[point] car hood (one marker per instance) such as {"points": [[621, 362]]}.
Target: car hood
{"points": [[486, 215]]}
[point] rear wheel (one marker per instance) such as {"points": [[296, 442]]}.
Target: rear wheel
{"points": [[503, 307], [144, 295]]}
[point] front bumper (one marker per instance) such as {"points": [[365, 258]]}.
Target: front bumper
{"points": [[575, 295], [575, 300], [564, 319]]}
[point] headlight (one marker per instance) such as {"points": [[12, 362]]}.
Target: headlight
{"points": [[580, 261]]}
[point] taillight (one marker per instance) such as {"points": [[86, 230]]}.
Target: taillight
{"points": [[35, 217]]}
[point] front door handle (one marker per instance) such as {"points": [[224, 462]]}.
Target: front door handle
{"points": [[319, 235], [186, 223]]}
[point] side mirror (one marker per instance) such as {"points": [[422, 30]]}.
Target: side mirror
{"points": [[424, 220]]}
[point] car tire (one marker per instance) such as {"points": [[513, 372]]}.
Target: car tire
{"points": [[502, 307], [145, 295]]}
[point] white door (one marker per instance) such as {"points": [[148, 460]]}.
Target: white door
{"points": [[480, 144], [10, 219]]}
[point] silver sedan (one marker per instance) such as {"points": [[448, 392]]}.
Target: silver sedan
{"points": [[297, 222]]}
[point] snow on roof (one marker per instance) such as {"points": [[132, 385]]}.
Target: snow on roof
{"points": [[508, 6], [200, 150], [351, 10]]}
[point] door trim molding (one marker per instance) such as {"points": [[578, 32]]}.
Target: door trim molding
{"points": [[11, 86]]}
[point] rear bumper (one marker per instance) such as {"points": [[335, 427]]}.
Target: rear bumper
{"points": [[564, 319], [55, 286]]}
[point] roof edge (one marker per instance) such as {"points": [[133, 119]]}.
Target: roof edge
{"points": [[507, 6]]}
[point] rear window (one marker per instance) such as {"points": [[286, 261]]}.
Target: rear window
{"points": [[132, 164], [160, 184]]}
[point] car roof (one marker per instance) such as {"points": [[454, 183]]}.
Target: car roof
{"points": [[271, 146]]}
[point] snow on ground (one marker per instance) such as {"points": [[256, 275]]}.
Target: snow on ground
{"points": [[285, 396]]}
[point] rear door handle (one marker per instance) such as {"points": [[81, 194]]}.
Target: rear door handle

════════════════

> **What to work on**
Change every "one marker per instance" in the records above to "one marker per item", then write out all the lines again with nothing else changed.

> **Finished answer**
[point] car hood (one marker per item) such as {"points": [[621, 362]]}.
Target: car hood
{"points": [[486, 215]]}
[point] rear wheel (one marker per item) such as {"points": [[296, 442]]}.
Target: rear wheel
{"points": [[503, 307], [144, 295]]}
[point] front bumper (one marker per item) such as {"points": [[365, 258]]}.
Target: front bumper
{"points": [[575, 295], [575, 300], [564, 319]]}
[point] headlight (one marker per item) such as {"points": [[12, 362]]}.
Target: headlight
{"points": [[580, 261]]}
[point] taillight (one marker per item) such as {"points": [[86, 230]]}.
Target: taillight
{"points": [[35, 217]]}
[point] front door handle (one marker per item) such as {"points": [[224, 462]]}.
Target: front door handle
{"points": [[319, 235], [186, 223]]}
[point] side mirror (one marker per item) such as {"points": [[422, 30]]}.
Target: side mirror
{"points": [[424, 220]]}
[point] car tire (one marker per item) such as {"points": [[513, 372]]}.
Target: car tire
{"points": [[502, 307], [145, 295]]}
[point] white door (one marker per item) such as {"points": [[148, 460]]}.
Target: white door
{"points": [[480, 144], [10, 219]]}
[point] silver sedan (one marker per item) such as {"points": [[448, 392]]}.
Target: silver sedan
{"points": [[297, 222]]}
[point] snow on roof (one marker per item) such as {"points": [[132, 385]]}.
Target: snow on roof
{"points": [[508, 6], [200, 150], [351, 10]]}
[point] door trim molding (one marker per item) such as {"points": [[578, 32]]}.
Target: door trim molding
{"points": [[11, 86]]}
[point] rear bumper (one marker per item) such as {"points": [[335, 427]]}.
Target: rear bumper
{"points": [[564, 319], [55, 286]]}
[point] roof edge (one marker per item) such as {"points": [[133, 119]]}.
Target: roof edge
{"points": [[507, 6]]}
[point] rear window (one marker per item) such as {"points": [[286, 261]]}.
Target: rear window
{"points": [[132, 164], [160, 184]]}
[point] car roof (one marker per item) such as {"points": [[454, 183]]}.
Target: car roof
{"points": [[271, 146]]}
[point] snow on ground (one marker per item) such as {"points": [[256, 275]]}.
Target: snow on ground
{"points": [[285, 396]]}
[point] rear door handle (one marker per item) such as {"points": [[81, 194]]}.
Target: rear door handle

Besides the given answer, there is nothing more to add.